§ **Exercise objective**
Repeat word for word the stretch of the floor coverings thread that opens with the words containing "## Briogirls (Dec" and closes with "clean with dogs.".

§ **Text block**
※
# Floor coverings



## Thomas D (Jan 27, 2003)

What's the best floor covering for house with dogs?


----------



## Joe Dutro (Nov 20, 2007)

I would like to hear some input to this as well. My wife and I are about to tear up the carpet in the family room.
Joe


----------



## Paul Fix (Jul 5, 2009)

We are in the process of having laminate (Pergo type) flooring installed in our kitchen and dining room. We have 3 retrievers that are in house dogs. We installed Pergo 4 years ago in our family room and bedrooms and it has held up like iron. No scratches from toenails and we house broke a new puppy about a year ago with no damage to the floor. Now that I have said that, let me say that we cleaned up any accidents right away and our dogs are very calm in the house, they are not running wildly and acting crazy. 

The down side to this floor is that it is slippery for the dogs. If your dog or dogs are calm this won't be a problem but if they want to run in the house they will not have a lot of traction on this type of surface and could injure themselves. Knock on wood (or Pergo) we have had no problems. Choose a good grade of laminate. The cheap stuff will scratch from toenails and looks like cheap flooring when it is installed. I installed cheap laminate about 1 year ago from Lowes in my dining room and we are now tearing it out. Don't waste your money.


----------



## Dick Langford (Sep 7, 2008)

I recently removed carpet in a condo I own that has dogs. I replaced with a vinyl flooring from Home Depot that looks like wood planks. You simply stick it on the floor. It has it's own sticky on the bottom side. I was skeptical about looks until installed. Looks very good. Should be indestructable by dogs. Easy to replace section if gets damaged. Less expensive than wood or laminate.


----------



## Matt McKenzie (Oct 9, 2004)

Tile works well.


----------



## Briogirls (Dec 16, 2008)

I installed a cork floor in my kitchen, and it has worked wonders, looks cute too, plus it is more insulated than pergo/wood or tile


----------



## flatcoatfun (May 29, 2008)

In my last house we ripped out carpet and put in large tiles (so less grout lines) I loved the tile, hated the grout lines since they were always dirty. Solution - use dark grout. No matter what people tell you - you can seal the grout but it will Not help it stay clean with dogs. 

New house - wanted to put down the new tile that looks like wood planks. Need to get the more expensive ones that look more like real wood. You can lay it with very minimal grout lines. We were so excited until we ripped up carpet and saw we have cracks in the concrete foundation. The house is not all that old so is still settling. They have ways to work around this but we just did not want to go to that extra expense and always worry about the tiles cracking.
※
§ **Supplied material**
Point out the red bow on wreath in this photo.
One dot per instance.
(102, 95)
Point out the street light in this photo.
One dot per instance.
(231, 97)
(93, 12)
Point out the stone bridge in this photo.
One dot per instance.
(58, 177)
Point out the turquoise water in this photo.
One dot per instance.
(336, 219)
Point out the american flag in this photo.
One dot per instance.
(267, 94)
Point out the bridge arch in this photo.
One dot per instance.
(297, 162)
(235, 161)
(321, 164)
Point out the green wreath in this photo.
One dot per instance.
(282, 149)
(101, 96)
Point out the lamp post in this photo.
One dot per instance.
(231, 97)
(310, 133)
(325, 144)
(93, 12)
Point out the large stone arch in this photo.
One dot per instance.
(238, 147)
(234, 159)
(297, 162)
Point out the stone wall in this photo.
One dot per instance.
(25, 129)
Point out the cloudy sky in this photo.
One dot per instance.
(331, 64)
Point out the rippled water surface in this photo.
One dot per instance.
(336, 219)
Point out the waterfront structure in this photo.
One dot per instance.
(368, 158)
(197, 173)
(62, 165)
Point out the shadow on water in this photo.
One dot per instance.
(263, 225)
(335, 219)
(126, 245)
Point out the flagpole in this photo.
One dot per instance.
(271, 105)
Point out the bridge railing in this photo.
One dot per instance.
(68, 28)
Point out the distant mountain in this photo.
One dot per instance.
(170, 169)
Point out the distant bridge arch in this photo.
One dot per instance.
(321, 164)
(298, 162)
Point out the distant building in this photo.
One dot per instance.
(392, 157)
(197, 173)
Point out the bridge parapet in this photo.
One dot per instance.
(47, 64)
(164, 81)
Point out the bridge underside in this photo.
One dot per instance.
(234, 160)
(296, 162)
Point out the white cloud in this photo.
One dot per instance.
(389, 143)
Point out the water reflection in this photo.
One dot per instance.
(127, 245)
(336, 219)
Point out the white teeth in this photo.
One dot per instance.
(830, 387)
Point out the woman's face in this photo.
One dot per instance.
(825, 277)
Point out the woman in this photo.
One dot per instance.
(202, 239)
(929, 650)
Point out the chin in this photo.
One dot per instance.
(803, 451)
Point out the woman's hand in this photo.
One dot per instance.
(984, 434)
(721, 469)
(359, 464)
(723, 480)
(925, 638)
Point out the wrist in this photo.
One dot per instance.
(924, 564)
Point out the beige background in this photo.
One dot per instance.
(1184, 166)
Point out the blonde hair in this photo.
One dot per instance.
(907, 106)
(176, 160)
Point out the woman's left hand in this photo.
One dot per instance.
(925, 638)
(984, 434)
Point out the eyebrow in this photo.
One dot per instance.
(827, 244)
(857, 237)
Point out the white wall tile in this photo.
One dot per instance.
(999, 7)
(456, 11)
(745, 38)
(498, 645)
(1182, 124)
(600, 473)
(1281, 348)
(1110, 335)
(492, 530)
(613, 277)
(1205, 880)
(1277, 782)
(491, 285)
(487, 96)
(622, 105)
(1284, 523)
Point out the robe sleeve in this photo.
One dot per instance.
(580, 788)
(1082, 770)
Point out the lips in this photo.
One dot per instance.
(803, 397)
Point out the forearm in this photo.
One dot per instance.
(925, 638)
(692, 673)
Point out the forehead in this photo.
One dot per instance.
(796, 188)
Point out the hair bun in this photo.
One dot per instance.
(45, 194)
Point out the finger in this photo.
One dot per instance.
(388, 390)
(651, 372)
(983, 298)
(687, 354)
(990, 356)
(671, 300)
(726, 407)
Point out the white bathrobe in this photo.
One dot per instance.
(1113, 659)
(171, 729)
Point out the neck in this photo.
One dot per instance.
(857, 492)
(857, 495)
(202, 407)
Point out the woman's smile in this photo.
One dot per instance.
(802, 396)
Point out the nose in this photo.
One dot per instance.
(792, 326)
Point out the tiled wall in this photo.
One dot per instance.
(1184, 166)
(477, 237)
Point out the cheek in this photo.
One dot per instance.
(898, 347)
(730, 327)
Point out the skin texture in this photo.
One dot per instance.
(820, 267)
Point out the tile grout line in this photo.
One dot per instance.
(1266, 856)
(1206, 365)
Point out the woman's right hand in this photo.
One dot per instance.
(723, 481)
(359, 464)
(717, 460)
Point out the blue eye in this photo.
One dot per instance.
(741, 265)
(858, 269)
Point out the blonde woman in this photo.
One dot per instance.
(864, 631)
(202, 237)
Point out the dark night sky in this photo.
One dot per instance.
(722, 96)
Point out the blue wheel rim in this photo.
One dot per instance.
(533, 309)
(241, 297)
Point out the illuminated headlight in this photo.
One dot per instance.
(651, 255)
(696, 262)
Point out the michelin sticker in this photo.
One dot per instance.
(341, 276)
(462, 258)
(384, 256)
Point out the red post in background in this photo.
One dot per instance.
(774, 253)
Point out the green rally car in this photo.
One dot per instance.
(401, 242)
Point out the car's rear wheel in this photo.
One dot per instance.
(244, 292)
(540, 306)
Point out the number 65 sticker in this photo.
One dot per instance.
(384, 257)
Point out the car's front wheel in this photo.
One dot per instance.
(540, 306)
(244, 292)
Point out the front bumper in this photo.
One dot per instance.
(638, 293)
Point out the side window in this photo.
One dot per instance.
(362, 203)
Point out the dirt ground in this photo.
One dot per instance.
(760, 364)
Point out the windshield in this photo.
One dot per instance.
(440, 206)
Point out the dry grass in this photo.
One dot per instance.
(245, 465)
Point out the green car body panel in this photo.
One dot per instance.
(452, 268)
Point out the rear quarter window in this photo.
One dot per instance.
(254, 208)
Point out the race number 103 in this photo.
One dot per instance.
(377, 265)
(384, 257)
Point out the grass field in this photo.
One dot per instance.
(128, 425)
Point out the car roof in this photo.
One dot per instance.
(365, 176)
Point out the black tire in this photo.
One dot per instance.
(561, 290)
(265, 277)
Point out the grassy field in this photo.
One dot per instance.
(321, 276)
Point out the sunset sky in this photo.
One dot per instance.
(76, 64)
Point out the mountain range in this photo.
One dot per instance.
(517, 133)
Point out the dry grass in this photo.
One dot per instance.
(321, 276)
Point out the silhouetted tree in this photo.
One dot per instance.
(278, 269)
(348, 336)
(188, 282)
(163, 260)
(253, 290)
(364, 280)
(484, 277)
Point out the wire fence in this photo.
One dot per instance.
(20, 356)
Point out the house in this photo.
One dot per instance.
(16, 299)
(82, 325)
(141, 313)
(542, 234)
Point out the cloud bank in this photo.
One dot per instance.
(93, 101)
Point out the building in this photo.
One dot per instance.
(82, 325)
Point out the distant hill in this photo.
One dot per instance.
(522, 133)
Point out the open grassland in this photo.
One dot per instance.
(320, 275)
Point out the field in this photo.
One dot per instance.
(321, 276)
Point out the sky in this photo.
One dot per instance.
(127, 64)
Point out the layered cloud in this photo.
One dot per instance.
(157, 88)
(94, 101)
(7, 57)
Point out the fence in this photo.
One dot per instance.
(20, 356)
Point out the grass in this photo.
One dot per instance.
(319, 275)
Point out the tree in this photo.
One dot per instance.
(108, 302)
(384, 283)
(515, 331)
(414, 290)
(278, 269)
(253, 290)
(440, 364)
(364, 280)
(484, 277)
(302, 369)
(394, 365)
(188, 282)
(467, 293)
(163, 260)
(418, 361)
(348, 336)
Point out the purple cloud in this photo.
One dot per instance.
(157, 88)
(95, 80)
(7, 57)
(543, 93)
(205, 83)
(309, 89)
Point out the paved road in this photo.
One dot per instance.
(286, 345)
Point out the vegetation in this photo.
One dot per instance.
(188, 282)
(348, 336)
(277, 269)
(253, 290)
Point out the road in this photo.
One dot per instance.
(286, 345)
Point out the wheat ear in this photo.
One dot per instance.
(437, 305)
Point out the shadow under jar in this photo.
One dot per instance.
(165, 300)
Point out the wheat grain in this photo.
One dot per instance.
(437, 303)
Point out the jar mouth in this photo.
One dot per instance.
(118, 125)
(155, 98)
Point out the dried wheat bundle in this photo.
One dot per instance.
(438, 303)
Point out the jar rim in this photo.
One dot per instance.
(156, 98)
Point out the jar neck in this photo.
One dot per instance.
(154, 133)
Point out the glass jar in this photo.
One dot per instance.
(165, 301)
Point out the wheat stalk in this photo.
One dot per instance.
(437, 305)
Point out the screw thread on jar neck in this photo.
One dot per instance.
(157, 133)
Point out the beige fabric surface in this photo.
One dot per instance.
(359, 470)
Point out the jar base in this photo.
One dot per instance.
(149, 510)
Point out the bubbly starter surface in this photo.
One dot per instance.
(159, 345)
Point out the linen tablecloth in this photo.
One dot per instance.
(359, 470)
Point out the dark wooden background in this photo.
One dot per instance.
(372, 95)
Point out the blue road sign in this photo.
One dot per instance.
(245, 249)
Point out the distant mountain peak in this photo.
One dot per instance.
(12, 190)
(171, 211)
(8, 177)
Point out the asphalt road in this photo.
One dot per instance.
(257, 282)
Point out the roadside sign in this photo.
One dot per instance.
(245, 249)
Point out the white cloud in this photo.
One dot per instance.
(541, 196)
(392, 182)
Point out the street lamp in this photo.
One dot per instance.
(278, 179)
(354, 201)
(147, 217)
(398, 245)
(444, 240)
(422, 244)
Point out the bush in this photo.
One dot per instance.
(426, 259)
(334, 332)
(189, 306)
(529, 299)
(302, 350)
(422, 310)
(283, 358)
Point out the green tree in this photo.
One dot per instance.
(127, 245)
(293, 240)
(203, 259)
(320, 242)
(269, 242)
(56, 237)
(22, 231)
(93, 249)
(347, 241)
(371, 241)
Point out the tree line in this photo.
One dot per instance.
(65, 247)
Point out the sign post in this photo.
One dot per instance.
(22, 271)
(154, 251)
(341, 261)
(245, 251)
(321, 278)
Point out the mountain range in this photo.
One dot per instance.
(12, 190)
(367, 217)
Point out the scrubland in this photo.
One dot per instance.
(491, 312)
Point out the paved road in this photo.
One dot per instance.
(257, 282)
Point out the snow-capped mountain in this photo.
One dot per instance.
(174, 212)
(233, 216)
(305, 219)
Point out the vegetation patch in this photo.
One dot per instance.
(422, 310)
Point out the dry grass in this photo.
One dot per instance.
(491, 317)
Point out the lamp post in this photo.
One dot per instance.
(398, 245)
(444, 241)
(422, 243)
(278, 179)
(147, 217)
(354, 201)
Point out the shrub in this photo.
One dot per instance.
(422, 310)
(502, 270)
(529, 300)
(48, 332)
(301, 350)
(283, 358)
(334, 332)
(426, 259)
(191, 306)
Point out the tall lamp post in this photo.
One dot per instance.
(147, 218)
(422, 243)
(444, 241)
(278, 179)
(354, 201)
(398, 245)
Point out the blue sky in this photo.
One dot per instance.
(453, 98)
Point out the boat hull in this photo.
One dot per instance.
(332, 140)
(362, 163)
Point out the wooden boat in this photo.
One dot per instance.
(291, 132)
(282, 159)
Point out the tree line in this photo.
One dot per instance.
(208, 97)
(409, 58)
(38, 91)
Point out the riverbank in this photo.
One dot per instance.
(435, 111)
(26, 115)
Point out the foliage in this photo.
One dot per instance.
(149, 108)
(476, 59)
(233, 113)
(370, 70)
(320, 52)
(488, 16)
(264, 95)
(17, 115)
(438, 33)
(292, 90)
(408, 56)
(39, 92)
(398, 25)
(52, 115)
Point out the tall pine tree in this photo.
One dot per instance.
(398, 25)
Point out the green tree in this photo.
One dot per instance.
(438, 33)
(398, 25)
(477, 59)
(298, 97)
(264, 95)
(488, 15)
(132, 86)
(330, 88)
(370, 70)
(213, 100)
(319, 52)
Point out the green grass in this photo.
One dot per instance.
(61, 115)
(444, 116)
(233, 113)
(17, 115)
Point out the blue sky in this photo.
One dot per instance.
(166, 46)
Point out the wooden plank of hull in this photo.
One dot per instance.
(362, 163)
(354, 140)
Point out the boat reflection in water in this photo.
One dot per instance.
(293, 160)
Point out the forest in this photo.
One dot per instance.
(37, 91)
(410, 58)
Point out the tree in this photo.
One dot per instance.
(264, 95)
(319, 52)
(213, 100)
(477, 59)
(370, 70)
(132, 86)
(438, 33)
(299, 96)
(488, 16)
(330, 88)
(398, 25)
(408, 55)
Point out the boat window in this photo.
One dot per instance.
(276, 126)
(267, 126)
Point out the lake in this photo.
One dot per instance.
※
§ **Exercise response**
## Briogirls (Dec 16, 2008)

I installed a cork floor in my kitchen, and it has worked wonders, looks cute too, plus it is more insulated than pergo/wood or tile


----------



## flatcoatfun (May 29, 2008)

In my last house we ripped out carpet and put in large tiles (so less grout lines) I loved the tile, hated the grout lines since they were always dirty. Solution - use dark grout. No matter what people tell you - you can seal the grout but it will Not help it stay clean with dogs.